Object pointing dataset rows
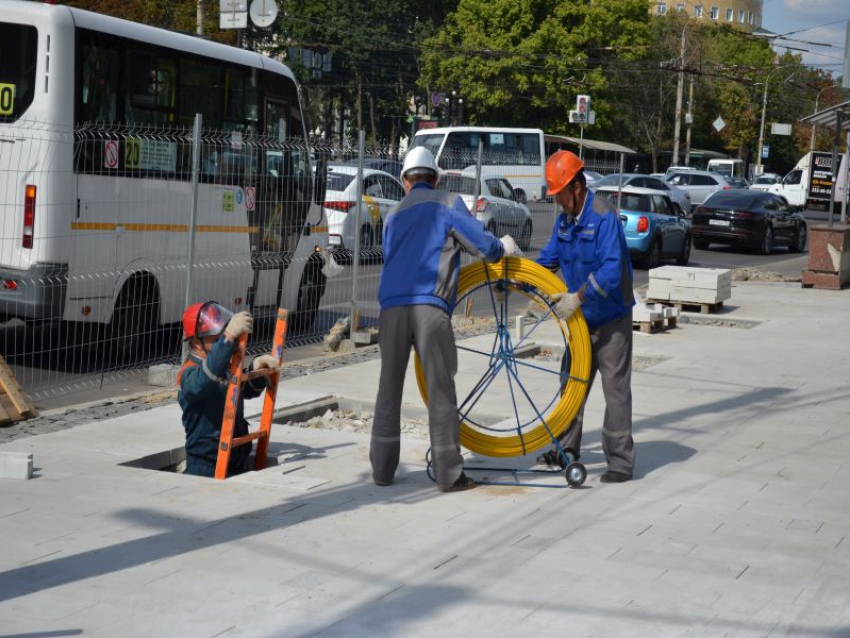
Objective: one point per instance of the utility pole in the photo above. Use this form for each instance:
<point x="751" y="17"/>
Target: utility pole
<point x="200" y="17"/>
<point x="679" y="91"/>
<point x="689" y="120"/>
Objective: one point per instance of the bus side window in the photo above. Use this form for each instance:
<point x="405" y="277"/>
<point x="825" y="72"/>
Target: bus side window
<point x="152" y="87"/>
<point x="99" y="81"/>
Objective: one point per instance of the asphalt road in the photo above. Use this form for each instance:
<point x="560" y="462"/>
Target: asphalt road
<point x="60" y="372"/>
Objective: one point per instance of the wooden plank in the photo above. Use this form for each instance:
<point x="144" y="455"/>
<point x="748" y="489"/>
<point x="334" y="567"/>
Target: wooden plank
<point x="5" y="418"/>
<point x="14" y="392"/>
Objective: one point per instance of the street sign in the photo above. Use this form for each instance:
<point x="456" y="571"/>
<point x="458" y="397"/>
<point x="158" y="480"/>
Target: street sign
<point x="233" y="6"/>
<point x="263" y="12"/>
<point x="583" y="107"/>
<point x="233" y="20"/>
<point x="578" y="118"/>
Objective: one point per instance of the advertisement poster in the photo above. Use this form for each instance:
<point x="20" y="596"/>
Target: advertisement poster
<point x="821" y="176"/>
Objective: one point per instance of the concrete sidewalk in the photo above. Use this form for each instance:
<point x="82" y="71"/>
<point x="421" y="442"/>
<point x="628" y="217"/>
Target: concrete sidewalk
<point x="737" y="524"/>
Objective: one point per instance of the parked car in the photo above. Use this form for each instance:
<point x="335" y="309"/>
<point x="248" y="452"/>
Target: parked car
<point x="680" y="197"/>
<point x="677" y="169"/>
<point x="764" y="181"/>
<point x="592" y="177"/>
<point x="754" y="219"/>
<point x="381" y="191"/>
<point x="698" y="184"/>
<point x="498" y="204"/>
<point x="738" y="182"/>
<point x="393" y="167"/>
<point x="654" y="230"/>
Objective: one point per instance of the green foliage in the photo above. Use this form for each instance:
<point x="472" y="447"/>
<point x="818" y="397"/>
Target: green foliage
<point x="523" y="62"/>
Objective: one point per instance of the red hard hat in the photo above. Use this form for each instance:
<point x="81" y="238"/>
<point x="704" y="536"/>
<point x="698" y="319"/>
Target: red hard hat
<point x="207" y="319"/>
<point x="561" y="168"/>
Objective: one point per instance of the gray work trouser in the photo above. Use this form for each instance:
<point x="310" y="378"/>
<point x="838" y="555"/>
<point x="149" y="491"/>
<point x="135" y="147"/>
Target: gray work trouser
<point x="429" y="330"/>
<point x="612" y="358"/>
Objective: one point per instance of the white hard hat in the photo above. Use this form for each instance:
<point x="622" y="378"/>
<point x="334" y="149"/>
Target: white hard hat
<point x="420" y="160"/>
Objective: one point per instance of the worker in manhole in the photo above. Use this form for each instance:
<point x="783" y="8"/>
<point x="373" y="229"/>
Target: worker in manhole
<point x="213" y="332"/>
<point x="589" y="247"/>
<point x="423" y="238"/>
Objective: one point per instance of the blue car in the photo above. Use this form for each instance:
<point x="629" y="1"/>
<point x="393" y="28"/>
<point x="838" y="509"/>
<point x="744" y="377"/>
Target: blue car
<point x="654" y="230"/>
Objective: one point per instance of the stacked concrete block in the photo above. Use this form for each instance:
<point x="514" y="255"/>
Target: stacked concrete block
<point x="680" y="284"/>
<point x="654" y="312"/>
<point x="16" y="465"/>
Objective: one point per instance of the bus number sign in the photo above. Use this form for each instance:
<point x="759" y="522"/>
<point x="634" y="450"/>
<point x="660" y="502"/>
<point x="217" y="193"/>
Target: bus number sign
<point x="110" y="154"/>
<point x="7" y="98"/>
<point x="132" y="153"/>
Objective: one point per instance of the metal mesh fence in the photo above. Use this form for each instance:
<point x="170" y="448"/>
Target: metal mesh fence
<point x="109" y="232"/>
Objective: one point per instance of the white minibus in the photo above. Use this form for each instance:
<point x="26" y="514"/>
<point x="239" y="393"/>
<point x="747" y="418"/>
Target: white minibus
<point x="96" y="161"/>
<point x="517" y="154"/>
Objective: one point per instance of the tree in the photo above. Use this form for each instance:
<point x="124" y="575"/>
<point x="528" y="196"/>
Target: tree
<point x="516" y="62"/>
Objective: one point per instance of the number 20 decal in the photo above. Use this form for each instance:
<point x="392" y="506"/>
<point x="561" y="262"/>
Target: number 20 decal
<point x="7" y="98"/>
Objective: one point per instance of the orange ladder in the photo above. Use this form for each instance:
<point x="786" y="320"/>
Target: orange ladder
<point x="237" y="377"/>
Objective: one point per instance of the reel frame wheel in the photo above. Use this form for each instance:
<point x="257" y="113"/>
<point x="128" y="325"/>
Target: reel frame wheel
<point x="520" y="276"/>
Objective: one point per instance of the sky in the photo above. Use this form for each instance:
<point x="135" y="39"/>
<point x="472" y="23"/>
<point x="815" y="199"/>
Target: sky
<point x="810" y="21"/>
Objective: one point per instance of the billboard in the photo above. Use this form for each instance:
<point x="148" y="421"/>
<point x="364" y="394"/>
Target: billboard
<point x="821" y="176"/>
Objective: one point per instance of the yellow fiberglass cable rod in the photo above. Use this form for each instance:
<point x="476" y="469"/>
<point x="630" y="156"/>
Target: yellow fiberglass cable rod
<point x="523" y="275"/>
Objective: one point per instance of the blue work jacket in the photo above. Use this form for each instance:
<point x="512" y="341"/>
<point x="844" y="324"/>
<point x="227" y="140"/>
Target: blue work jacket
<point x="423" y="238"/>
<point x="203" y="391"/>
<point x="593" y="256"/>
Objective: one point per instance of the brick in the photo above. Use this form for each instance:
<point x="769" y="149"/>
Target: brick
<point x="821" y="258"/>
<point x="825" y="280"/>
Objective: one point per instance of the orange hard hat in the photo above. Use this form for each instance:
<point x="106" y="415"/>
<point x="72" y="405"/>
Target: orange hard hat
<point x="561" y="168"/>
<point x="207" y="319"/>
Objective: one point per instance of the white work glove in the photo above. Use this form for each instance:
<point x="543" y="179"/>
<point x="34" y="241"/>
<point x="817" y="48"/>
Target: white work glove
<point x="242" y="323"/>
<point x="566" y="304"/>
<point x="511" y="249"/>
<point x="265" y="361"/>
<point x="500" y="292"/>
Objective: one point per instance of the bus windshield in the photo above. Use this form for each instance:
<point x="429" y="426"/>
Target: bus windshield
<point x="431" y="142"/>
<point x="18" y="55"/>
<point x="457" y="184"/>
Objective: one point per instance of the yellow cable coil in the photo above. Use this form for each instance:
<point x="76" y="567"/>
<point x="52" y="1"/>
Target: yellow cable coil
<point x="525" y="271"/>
---
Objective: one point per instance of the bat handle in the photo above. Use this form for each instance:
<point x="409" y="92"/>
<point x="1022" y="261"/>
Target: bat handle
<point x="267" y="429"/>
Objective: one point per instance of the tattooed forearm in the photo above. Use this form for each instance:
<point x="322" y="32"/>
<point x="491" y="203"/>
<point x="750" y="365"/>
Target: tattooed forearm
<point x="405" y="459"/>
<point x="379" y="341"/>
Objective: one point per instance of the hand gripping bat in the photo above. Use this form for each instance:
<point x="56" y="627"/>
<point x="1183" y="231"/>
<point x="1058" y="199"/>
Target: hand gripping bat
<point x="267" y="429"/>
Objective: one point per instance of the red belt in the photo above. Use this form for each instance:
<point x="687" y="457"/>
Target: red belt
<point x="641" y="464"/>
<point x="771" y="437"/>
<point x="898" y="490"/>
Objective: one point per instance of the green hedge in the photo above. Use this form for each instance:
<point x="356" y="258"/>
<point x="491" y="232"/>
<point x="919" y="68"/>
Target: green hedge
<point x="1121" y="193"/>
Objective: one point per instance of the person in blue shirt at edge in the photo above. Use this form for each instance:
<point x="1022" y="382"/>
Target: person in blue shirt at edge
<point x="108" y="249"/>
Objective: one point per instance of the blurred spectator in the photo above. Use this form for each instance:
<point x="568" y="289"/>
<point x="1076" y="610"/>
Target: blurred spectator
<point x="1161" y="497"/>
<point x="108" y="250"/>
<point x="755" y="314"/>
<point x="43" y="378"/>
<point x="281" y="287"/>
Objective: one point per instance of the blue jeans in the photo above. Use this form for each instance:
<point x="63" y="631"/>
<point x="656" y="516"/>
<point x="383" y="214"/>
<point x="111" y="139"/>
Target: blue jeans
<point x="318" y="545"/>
* * *
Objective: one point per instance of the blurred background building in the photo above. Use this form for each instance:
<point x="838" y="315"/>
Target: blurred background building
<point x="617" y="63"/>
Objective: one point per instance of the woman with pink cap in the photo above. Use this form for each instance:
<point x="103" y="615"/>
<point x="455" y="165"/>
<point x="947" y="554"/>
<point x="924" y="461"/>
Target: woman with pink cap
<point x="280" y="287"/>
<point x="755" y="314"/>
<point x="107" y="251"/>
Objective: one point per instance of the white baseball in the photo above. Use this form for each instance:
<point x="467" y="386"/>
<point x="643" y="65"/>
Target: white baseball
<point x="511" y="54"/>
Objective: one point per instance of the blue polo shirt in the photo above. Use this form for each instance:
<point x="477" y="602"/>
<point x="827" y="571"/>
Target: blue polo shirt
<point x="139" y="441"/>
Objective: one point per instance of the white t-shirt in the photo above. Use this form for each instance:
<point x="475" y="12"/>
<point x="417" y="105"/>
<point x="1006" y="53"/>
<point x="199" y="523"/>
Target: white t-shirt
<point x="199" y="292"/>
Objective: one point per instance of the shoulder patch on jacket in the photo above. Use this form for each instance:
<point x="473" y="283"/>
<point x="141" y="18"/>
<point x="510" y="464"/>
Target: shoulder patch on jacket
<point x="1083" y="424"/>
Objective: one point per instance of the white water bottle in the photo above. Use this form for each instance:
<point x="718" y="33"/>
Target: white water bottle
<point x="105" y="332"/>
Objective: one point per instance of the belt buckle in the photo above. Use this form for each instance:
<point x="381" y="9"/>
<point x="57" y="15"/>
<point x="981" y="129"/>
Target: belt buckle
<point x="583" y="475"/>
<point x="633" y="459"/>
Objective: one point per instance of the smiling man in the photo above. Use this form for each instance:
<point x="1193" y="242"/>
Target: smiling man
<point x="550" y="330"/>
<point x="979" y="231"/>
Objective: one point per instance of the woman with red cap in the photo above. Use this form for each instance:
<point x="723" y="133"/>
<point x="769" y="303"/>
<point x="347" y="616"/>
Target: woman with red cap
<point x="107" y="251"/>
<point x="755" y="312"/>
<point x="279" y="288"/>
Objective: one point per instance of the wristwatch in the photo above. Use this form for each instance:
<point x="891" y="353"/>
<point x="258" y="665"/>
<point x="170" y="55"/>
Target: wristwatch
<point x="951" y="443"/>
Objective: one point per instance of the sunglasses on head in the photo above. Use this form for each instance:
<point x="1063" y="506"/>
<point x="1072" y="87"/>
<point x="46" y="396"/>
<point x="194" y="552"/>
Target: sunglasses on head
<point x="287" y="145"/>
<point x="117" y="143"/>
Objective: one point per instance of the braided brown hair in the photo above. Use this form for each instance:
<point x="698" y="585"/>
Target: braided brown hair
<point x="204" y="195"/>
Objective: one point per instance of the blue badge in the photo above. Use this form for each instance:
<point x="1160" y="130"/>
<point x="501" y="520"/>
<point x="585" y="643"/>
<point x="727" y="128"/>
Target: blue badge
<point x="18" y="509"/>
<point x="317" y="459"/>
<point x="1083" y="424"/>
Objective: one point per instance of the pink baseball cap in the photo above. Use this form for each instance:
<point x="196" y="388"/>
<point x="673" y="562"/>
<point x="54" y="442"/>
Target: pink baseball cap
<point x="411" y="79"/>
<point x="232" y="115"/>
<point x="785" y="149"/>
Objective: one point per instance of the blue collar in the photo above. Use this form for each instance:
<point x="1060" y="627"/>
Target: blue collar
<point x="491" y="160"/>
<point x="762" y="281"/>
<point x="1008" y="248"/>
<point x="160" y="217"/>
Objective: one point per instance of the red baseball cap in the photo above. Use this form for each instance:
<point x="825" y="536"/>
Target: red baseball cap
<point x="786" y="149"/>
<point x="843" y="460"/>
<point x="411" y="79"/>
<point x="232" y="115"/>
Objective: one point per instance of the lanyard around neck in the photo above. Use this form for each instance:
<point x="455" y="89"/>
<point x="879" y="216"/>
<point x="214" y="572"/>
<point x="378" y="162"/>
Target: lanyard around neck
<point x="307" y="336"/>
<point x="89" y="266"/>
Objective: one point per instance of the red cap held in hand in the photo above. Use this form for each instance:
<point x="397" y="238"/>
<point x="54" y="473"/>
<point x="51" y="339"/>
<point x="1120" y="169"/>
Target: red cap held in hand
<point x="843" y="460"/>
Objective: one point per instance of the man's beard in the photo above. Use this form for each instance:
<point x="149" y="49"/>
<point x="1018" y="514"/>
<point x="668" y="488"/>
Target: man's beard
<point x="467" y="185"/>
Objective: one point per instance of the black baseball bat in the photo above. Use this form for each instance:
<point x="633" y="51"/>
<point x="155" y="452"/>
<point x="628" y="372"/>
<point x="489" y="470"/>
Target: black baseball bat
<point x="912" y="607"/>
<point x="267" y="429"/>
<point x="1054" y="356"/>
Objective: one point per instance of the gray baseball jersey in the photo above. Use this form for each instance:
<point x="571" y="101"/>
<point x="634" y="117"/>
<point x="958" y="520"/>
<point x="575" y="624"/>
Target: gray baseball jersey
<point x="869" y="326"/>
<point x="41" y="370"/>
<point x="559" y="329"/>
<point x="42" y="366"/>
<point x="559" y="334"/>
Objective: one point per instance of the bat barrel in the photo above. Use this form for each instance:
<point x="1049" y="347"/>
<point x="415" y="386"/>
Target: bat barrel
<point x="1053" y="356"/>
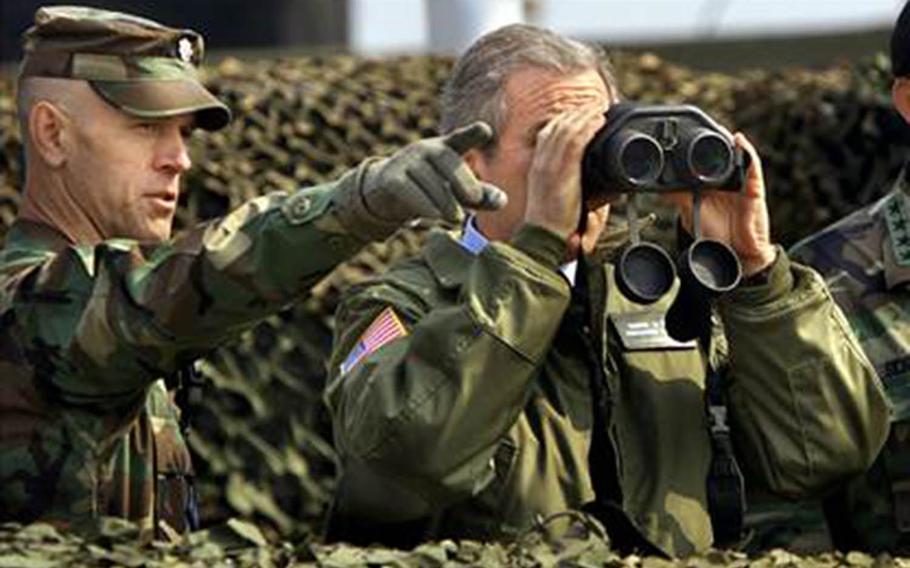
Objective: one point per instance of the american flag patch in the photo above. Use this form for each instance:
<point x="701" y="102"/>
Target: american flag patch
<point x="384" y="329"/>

Aim of the exercise: Return every line of the items that contains the string "person".

Correct output:
Objective: one point per instance of the person in blue shirt at edge in the photo above. Use this form for each instance:
Target: person in blue shirt at edge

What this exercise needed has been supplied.